(Items from a labeling collection)

....

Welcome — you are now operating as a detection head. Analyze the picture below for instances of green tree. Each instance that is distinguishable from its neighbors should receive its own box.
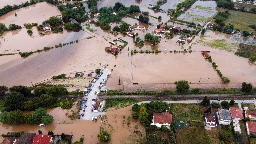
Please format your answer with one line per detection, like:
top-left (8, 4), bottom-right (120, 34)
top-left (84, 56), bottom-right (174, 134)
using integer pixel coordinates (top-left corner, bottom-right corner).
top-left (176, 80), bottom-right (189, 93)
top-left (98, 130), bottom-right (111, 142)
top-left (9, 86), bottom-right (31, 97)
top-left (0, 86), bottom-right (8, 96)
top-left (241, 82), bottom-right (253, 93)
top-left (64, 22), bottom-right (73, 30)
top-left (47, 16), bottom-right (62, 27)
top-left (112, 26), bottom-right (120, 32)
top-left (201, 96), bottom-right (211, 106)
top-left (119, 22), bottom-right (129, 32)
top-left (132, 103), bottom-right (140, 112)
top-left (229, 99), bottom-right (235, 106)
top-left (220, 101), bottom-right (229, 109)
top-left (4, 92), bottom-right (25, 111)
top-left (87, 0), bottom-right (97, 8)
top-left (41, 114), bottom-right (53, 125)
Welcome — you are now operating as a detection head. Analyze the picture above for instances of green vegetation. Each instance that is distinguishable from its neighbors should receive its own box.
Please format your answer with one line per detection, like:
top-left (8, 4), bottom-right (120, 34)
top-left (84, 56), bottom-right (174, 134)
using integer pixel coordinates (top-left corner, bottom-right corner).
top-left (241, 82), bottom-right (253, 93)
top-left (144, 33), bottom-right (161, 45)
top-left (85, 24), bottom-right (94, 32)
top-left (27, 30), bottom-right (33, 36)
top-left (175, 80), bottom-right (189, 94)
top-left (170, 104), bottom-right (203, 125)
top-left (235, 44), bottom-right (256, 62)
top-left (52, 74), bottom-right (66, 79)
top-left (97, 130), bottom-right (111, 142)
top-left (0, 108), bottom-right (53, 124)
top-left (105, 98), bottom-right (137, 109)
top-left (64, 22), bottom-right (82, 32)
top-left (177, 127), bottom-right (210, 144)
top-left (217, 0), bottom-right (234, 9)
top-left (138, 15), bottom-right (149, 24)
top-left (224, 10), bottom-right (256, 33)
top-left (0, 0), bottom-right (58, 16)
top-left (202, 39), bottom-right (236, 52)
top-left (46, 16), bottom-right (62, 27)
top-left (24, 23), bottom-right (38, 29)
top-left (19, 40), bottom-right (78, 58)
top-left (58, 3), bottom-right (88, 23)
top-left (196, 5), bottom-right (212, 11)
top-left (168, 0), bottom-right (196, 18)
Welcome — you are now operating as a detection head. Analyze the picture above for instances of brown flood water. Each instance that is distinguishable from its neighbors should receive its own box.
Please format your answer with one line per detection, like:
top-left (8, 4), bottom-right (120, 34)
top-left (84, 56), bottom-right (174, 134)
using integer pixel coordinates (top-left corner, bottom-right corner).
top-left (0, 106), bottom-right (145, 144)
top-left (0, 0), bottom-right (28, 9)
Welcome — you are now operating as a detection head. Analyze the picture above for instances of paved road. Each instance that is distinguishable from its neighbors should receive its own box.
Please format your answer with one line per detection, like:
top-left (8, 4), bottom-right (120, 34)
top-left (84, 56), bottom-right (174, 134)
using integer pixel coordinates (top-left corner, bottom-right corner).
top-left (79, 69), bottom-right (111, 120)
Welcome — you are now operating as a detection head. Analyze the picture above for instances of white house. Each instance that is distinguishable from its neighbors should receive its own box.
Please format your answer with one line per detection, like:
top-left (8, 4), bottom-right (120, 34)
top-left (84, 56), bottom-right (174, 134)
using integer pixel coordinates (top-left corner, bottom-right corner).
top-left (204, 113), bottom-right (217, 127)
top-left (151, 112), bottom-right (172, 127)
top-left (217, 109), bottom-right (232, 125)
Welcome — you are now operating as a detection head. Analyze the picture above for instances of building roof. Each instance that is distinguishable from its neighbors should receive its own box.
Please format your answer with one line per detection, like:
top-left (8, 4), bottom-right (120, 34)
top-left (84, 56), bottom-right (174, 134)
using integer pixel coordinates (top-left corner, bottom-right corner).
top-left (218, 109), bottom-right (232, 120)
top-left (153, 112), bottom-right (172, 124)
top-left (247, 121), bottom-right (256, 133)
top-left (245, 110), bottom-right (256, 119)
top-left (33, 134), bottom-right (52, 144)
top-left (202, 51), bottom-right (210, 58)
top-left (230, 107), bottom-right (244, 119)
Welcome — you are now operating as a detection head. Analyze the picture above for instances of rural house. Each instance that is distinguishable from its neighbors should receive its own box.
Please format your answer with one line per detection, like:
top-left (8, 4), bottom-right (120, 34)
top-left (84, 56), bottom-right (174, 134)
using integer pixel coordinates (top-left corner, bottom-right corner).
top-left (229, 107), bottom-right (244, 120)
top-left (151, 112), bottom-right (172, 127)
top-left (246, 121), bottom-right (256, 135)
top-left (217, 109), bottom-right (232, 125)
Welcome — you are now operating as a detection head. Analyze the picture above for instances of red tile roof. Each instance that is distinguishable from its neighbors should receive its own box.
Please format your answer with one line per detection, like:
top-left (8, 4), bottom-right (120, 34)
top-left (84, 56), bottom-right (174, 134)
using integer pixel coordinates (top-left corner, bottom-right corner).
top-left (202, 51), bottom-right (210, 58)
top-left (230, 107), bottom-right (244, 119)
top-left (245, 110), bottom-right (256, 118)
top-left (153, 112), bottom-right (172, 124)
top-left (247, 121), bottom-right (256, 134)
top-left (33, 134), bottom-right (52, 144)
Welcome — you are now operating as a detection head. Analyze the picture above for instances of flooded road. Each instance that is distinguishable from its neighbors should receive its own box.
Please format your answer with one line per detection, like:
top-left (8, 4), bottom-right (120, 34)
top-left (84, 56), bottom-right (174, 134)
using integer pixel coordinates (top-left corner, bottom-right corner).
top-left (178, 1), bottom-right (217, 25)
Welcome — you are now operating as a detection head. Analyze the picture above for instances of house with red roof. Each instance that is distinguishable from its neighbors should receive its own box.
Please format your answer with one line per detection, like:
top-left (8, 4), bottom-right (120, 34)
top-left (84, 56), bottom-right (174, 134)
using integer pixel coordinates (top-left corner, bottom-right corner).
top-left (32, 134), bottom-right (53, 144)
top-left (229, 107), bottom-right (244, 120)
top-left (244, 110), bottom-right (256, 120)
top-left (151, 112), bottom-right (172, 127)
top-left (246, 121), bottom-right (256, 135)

....

→ Work instructions:
Which lines in the rows above contain the word "road"? Gather each of those lines and copy it out in full.

→ Answer to this problem:
Welcome — you are now operating as a detection head. Analyze the picture above for instances of paved road. Each instance that is distinguishable from its neighbors should receive its own box.
Welcome — you are now operating as a detection head. Analyze the picture above for instances of flooded road. Each instance that is distinguishable from its neighbors should receive its own box.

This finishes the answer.